>> Start

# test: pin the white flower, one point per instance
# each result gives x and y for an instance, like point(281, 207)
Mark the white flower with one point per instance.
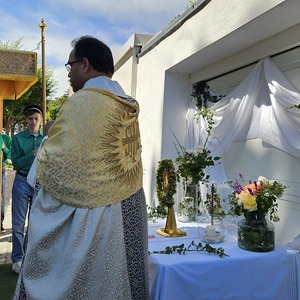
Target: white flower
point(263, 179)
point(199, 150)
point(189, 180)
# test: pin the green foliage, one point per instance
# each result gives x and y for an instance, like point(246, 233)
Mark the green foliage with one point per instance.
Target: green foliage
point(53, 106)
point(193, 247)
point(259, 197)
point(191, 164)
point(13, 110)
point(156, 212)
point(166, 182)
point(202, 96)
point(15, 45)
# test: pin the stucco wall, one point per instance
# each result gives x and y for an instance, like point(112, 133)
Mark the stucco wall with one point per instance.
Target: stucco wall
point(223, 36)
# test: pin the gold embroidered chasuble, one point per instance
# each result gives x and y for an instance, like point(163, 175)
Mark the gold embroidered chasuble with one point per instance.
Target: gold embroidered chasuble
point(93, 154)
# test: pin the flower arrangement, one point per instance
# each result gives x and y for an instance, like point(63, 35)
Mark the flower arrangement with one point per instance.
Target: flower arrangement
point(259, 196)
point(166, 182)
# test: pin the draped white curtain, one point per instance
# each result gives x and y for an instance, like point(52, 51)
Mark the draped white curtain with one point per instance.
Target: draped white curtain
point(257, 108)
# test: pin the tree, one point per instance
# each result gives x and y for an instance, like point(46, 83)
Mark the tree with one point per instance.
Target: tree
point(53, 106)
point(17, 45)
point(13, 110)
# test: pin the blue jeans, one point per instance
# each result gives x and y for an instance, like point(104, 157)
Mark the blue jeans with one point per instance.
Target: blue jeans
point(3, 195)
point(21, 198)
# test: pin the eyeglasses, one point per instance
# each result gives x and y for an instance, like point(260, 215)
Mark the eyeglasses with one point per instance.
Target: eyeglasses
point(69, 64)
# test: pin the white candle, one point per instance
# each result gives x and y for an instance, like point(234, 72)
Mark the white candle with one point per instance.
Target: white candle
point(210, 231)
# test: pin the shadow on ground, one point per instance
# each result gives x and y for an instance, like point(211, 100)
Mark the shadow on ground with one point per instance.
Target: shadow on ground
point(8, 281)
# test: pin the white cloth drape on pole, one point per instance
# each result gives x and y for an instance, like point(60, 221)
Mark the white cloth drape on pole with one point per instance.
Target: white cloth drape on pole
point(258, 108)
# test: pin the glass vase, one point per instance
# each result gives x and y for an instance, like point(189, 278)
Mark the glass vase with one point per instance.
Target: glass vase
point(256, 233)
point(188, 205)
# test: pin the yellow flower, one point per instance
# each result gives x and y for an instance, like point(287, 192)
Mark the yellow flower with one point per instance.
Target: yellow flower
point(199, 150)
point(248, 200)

>> End
>> Start

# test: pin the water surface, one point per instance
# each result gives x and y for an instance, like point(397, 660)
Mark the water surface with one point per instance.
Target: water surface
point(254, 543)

>> End
>> Start

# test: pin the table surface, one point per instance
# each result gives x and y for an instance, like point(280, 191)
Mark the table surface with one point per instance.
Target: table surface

>> End

- What you are asked to do
Rewrite only the lines from the line with "# test: pin the stucco" to the line with "point(223, 36)", both included and with the requests kept. In the answer points, add 97 to each x and y coordinate, and leave the coordinates in the requests' sample points unchanged.

- Task answer
# test: pin the stucco wall, one point per instance
# each result gives x and y for an instance, like point(112, 133)
Mark the stucco wall with one point per instance.
Target: stucco wall
point(320, 133)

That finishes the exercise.